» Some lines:
▬▬▬▬▬▬
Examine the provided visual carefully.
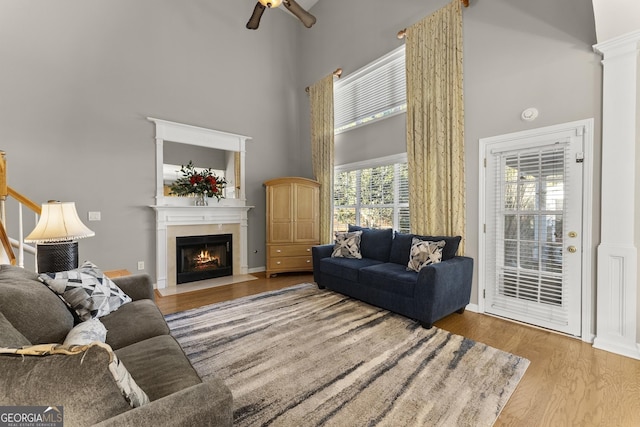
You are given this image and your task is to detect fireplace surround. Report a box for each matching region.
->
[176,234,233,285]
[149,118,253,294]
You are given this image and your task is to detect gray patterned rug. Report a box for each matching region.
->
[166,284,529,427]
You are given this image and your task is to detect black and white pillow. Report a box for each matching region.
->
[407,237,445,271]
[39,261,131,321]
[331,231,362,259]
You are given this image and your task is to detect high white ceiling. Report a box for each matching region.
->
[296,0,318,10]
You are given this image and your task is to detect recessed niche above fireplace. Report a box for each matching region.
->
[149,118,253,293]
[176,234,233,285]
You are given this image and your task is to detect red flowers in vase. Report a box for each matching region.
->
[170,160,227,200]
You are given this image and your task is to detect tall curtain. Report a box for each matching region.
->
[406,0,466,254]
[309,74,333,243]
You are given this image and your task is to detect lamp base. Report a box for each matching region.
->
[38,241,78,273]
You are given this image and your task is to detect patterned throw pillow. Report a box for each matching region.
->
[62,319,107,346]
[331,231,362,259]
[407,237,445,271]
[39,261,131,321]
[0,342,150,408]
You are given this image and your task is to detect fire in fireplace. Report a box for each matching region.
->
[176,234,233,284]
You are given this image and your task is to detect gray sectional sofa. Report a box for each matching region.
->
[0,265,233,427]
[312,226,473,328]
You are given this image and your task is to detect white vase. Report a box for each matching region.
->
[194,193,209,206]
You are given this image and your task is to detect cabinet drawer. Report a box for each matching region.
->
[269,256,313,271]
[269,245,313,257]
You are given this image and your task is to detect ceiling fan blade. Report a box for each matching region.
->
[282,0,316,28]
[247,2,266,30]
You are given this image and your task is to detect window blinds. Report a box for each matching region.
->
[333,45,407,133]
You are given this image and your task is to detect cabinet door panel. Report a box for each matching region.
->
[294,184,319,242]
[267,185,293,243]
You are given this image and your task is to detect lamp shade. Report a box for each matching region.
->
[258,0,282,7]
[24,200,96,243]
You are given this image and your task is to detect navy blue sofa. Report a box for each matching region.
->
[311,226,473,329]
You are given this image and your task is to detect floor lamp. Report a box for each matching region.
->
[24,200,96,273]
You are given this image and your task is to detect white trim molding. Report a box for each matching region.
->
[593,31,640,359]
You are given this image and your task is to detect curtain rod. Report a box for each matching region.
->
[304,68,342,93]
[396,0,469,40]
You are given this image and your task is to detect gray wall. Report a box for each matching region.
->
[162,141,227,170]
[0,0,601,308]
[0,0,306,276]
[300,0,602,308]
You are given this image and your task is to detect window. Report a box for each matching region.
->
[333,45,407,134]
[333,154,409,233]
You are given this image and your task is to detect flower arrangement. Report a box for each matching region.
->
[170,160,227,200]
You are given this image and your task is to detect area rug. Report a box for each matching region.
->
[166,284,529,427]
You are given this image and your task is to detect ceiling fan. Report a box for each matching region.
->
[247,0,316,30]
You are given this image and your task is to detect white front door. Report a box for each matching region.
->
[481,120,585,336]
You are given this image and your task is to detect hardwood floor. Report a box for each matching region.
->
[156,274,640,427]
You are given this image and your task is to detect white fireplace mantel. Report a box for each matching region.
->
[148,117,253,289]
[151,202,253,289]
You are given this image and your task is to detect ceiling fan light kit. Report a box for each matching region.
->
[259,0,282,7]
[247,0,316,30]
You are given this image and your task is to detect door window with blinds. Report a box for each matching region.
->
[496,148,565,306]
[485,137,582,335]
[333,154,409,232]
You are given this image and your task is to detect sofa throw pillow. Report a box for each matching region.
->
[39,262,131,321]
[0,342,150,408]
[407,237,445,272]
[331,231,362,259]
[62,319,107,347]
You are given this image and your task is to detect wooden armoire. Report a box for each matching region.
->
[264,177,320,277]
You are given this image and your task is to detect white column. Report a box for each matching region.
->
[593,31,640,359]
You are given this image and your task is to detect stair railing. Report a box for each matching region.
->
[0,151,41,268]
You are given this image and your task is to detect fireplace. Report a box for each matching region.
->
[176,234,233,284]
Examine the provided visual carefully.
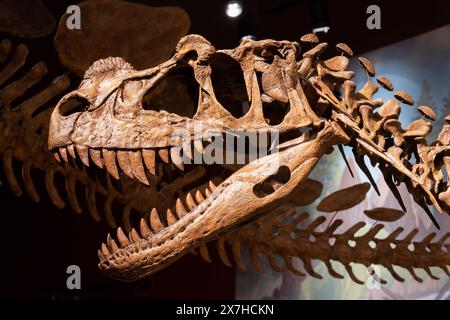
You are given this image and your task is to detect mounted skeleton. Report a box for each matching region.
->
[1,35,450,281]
▬▬▬▬▬▬
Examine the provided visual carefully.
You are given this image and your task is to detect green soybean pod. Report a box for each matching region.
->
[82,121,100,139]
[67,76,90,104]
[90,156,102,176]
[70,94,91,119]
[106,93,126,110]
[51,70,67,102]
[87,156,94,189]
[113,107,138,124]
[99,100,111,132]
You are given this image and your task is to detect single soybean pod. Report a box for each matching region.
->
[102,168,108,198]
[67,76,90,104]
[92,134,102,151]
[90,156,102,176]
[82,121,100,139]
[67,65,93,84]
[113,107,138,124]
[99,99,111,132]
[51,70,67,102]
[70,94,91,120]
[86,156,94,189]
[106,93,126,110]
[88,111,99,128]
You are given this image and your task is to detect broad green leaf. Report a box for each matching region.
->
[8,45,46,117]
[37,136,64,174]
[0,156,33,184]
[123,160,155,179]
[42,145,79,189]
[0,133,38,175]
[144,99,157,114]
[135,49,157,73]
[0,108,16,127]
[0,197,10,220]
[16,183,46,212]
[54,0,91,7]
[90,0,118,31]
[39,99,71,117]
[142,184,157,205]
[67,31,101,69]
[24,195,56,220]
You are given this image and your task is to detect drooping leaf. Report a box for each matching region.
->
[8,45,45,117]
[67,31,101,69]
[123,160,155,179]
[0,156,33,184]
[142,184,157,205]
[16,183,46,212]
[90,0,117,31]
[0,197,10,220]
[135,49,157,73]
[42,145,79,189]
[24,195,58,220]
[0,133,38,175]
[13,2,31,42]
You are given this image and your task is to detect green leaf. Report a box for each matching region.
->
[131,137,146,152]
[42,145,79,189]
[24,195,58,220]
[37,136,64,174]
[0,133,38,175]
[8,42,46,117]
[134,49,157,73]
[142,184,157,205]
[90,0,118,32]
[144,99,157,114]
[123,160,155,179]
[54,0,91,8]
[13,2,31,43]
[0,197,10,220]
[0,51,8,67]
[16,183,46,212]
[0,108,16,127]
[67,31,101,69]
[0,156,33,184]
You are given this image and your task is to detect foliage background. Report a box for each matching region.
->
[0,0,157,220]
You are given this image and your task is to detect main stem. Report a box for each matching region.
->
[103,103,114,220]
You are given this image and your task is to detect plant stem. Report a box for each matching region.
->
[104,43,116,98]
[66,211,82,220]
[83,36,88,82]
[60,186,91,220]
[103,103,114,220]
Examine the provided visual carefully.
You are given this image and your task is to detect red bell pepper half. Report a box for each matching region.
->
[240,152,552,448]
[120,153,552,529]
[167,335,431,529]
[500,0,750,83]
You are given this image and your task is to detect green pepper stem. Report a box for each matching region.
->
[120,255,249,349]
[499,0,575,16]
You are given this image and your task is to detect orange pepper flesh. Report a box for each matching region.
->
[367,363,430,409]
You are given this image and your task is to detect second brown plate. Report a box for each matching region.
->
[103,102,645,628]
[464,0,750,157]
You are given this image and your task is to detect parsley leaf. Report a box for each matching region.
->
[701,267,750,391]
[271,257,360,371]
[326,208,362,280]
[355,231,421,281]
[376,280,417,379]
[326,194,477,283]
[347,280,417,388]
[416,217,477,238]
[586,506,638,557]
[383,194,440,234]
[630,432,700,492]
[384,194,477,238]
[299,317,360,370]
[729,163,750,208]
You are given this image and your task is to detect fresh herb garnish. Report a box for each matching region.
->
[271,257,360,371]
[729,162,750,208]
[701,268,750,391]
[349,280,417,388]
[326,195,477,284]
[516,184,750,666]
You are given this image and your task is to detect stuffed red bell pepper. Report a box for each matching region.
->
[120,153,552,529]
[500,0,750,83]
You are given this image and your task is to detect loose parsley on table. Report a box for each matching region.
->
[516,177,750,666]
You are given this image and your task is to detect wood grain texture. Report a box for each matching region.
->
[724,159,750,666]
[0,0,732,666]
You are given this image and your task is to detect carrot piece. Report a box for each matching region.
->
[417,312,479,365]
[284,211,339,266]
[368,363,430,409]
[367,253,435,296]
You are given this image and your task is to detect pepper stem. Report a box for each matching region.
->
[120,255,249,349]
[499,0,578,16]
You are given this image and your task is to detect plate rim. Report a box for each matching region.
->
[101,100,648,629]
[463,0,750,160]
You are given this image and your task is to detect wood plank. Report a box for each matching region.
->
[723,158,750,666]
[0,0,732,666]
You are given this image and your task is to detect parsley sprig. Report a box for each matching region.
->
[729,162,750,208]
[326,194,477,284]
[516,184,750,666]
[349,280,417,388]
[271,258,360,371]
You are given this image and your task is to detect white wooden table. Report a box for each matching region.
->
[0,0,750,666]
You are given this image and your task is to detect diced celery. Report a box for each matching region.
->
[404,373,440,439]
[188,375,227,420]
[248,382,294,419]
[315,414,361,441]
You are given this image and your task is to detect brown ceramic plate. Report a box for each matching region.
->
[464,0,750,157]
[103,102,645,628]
▬▬▬▬▬▬
» What you will do: Gather every line above that contains the string "green", treating uppercase and lowercase as different.

» Correct answer:
You are given this image and your task is to detect green soybean pod. Report a box for each matching region.
You are given this image and your task is to detect broad green leaf. Report a box for each matching region.
You are given this image and your task is to detect green leaf. Report a box for each matching region.
You are given this image and your task is to detect green pepper stem. Report a box for each matching region.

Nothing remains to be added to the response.